Some rows:
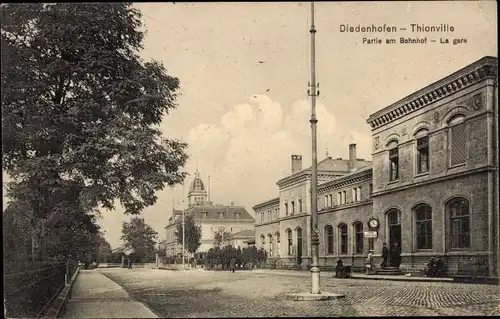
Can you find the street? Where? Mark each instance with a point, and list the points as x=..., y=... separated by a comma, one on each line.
x=199, y=293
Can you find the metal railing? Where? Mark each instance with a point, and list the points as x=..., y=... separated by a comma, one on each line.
x=27, y=294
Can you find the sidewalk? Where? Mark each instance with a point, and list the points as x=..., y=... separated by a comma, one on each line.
x=328, y=274
x=96, y=296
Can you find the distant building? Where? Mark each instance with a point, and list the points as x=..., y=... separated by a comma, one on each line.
x=242, y=239
x=432, y=187
x=212, y=218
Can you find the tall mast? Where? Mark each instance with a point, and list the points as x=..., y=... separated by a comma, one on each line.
x=313, y=92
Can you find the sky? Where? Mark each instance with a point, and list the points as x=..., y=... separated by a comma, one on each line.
x=244, y=70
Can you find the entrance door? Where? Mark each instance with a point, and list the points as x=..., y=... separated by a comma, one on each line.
x=299, y=246
x=394, y=225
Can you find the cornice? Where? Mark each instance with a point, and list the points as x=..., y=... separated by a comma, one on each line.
x=345, y=206
x=485, y=168
x=269, y=202
x=466, y=77
x=345, y=181
x=304, y=176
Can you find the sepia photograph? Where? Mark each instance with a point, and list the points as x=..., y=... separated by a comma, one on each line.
x=250, y=159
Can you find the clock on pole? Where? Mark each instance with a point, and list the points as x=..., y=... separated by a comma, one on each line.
x=373, y=224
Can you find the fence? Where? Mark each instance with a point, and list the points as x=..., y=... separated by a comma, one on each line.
x=27, y=294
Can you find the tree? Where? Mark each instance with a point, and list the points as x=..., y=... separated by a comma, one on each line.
x=220, y=237
x=141, y=238
x=192, y=233
x=81, y=111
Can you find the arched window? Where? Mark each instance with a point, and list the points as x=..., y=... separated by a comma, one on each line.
x=278, y=249
x=289, y=242
x=423, y=219
x=329, y=239
x=458, y=210
x=393, y=160
x=270, y=248
x=457, y=140
x=422, y=151
x=358, y=230
x=343, y=239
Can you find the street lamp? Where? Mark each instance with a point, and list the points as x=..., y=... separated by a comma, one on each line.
x=314, y=294
x=183, y=229
x=313, y=93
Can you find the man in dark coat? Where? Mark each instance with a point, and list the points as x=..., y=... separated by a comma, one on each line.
x=385, y=255
x=232, y=265
x=397, y=255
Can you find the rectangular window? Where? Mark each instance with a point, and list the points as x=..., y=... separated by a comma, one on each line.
x=394, y=164
x=423, y=155
x=458, y=142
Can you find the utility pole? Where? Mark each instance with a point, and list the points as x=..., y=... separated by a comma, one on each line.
x=313, y=93
x=157, y=252
x=183, y=228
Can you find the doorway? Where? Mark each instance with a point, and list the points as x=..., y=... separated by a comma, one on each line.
x=394, y=226
x=299, y=246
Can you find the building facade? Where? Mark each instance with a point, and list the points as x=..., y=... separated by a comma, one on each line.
x=212, y=218
x=431, y=189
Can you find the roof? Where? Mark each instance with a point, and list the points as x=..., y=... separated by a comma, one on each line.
x=197, y=184
x=244, y=234
x=230, y=212
x=329, y=164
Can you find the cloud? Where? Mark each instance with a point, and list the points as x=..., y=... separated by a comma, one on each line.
x=249, y=150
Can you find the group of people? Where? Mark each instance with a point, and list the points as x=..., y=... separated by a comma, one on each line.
x=435, y=268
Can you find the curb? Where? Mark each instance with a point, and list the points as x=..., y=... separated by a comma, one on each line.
x=59, y=303
x=407, y=279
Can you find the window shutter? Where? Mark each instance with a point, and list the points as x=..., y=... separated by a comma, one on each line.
x=458, y=140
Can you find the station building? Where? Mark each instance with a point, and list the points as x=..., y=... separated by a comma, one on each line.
x=431, y=188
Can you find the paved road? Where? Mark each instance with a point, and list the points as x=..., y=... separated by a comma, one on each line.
x=248, y=294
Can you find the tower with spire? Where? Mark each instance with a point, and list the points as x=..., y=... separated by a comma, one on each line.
x=197, y=195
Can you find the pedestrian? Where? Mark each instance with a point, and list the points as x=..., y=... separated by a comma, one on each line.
x=397, y=255
x=232, y=265
x=440, y=267
x=430, y=271
x=385, y=255
x=339, y=269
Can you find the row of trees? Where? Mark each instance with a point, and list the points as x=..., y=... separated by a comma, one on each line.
x=80, y=124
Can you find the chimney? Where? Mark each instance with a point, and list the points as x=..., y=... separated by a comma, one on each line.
x=352, y=157
x=296, y=163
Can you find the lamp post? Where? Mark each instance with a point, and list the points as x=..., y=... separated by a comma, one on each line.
x=183, y=229
x=313, y=93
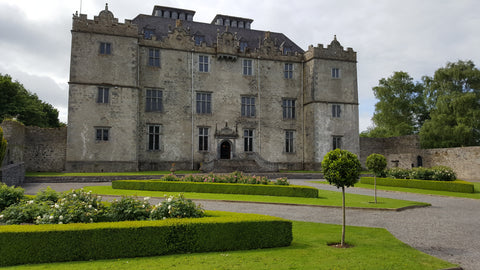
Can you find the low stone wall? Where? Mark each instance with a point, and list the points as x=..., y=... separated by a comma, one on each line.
x=13, y=174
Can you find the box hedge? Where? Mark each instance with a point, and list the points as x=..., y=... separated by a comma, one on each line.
x=220, y=231
x=453, y=186
x=173, y=186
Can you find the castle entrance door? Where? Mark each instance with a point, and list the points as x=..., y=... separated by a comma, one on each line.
x=225, y=150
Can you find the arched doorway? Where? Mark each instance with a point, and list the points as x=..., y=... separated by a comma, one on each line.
x=225, y=150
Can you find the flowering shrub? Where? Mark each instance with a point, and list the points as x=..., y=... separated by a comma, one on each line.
x=176, y=207
x=10, y=195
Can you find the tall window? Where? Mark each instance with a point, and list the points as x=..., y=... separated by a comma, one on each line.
x=102, y=134
x=154, y=57
x=105, y=48
x=154, y=100
x=248, y=140
x=336, y=110
x=248, y=106
x=289, y=143
x=337, y=142
x=288, y=108
x=247, y=67
x=335, y=73
x=103, y=95
x=203, y=139
x=203, y=63
x=154, y=137
x=204, y=103
x=288, y=71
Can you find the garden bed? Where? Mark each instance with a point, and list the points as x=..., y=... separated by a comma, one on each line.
x=452, y=186
x=248, y=189
x=219, y=231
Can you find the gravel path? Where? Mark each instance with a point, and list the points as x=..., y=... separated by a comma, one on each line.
x=449, y=229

Given request: Print every row above again, line for line, with the pictures left out.

Written solution:
Can you find the street? Where? Mark each instance with a point, and list the points as x=..., y=... separated by a comma, one on each line.
x=199, y=293
Can you find the metal railing? Where? Mark each instance with a point, and list the points as x=..., y=... separated by a comma, one on each line.
x=27, y=294
Can you find the sidewalk? Where? Mark each instance with a point, and list the points as x=..., y=... separated by a comma, one on each line.
x=328, y=274
x=96, y=296
Can you find the distant building? Where? Mark each instance with a point, and list the points as x=..., y=... separated by a comma, one on each line.
x=242, y=239
x=432, y=187
x=212, y=218
Can you find the tall mast? Where? Mark each instance with a point, and list the points as x=..., y=... separated by a comma, one on each line.
x=313, y=92
Can you find the sky? Where? Mark each instance with a point, and list the points as x=..., y=... separated by a comma, one on each line.
x=244, y=70
Can you find the entrance door? Where? Mark each instance with a point, and list the points as x=..., y=... separated by a comma, one on each line.
x=299, y=246
x=394, y=225
Can you find the cornice? Where? Mark each instance with a point, and list the points as x=..., y=... separated by a comma, one on each line.
x=345, y=206
x=485, y=168
x=269, y=202
x=466, y=77
x=345, y=181
x=304, y=176
Can you find the sepia photograph? Where? Mark each instance with a point, and list the points as x=..., y=... separated by a comma, one on each line.
x=250, y=159
Can you find the clock on pole? Where? Mark each instance with a point, and list the points as x=..., y=... separated by a comma, one on each line.
x=373, y=224
Can you find the fence? Where? Mark each instance with a point, and list the points as x=..., y=... separated by a comma, one on each line.
x=27, y=294
Can you find the tree? Where? Mark each instance with a point, and list the points as x=..., y=... separated by a comma, one on each line.
x=220, y=237
x=141, y=238
x=192, y=233
x=81, y=111
Can you find the arched window? Where? Mark each instance with a point, and list the points as x=..., y=... separated by a comma, one on each line.
x=278, y=249
x=289, y=242
x=423, y=219
x=329, y=239
x=458, y=210
x=393, y=160
x=270, y=248
x=457, y=140
x=422, y=151
x=358, y=230
x=343, y=239
Can you find the street lamp? Where? Mark each instance with a point, and list the points as x=..., y=... separated by a comma, one on each line.
x=314, y=294
x=183, y=229
x=313, y=93
Can you find the man in dark coat? Where? Mark each instance with a point, and list the points as x=..., y=... separated by a comma, one on each line.
x=385, y=255
x=232, y=265
x=397, y=255
Can you find the rectangular window? Where? Mark each instance with a point, and list the points as x=..., y=... separated by a comma, one on each line.
x=394, y=164
x=423, y=155
x=458, y=142
Can you find the utility pole? Where? Mark each instance with a point, and list the points as x=..., y=... separated by a comma, one on each line.
x=313, y=93
x=157, y=252
x=183, y=228
Can you find the doorway? Where? Mark each instance with a point, and list the points as x=..., y=... separated by a comma, one on each line.
x=394, y=226
x=299, y=246
Can you find the building facade? Where? Mark each instance with a point, and list the points as x=..., y=... separated by a comma, one on each line.
x=212, y=218
x=431, y=189
Can you find the roof? Where? Mark each instance with a point, and list the points as x=..., y=... separated by a comma, one on each line.
x=197, y=184
x=244, y=234
x=230, y=212
x=329, y=164
Can you find the cloud? Where? Mark each instance with a point, and list the points as x=..., y=... separated by a comma, one on each line.
x=249, y=150
Can you find the group of people? Where? Mark each instance with a point, and list the points as x=..., y=... separated by a comma, one on each line.
x=435, y=268
Can you find the curb? Where? Mark each instance with a point, and list the points as x=..., y=... separated by a comma, one on each line.
x=59, y=303
x=407, y=279
Can you find the window shutter? Where? Mark each instance with a point, and list the points as x=..., y=... separated by a comma, one on each line.
x=458, y=140
Can you find the station building? Where? Mark each instance with a point, and list the points as x=..., y=... separated by a comma, one on each line.
x=431, y=188
Can you find the paved road? Where? Mark each instance with a point, and list the points as x=..., y=... separated by a comma, one on each line.
x=248, y=294
Can you find the tower with spire? Where? Mark each instance with a point, and list the points as x=..., y=... separated by a comma, one on each line.
x=197, y=195
Can you find the pedestrian? Where? Mark each instance with a point, and list the points as x=..., y=... separated by a comma, one on each line.
x=397, y=255
x=232, y=265
x=440, y=267
x=430, y=271
x=385, y=255
x=339, y=269
Can you find the row of trees? Where? Mark each instance with a point, and list the points as x=..., y=... separated by a comma, one on each line.
x=80, y=124
Can you find the chimney? Where? Mark each instance with a point, and list the points as x=..., y=... separated by a comma, one on each line.
x=352, y=157
x=296, y=163
Can you find the lamp post? Where? Mark each instance with a point, and list the points as x=..., y=... separated by a comma, one on each line.
x=183, y=229
x=313, y=93
Can you find the low stone wall? Where? Mark each instance with a point, and list the points as x=..., y=... separated by a comma, one on each line.
x=13, y=174
Can you find the box hedge? Where? Mark each instance with a point, and list the points as x=..., y=... separated by a comma, one on each line.
x=220, y=231
x=453, y=186
x=173, y=186
Can you find the castle entrance door? Where? Mark each instance with a point, and list the points as x=..., y=... separated by a comma, one on each line.
x=225, y=150
Can you find the arched doorway? Where? Mark each instance with a point, and list the points as x=..., y=... separated by a comma, one on each line.
x=225, y=150
Can you find the flowering shrub? Where? Mark each instance with a point, and list the points as x=..., y=... separated by a comma, one on each line.
x=176, y=207
x=10, y=195
Can you find the tall window? Where? Mark each instance with a point, and list the points as x=..., y=... separated by a comma, one on each line.
x=102, y=134
x=154, y=57
x=105, y=48
x=154, y=100
x=248, y=140
x=336, y=110
x=248, y=106
x=289, y=143
x=337, y=142
x=288, y=108
x=247, y=67
x=335, y=73
x=103, y=95
x=203, y=139
x=203, y=63
x=154, y=137
x=204, y=103
x=288, y=71
Can you find the garden bed? Where? Mark each instance with a point, and list the points as x=..., y=... separated by a comma, one on each line.
x=452, y=186
x=248, y=189
x=219, y=231
Can you find the gravel path? Where? Mark each instance with a point, and list the points as x=..., y=... separated by a comma, one on each line.
x=449, y=229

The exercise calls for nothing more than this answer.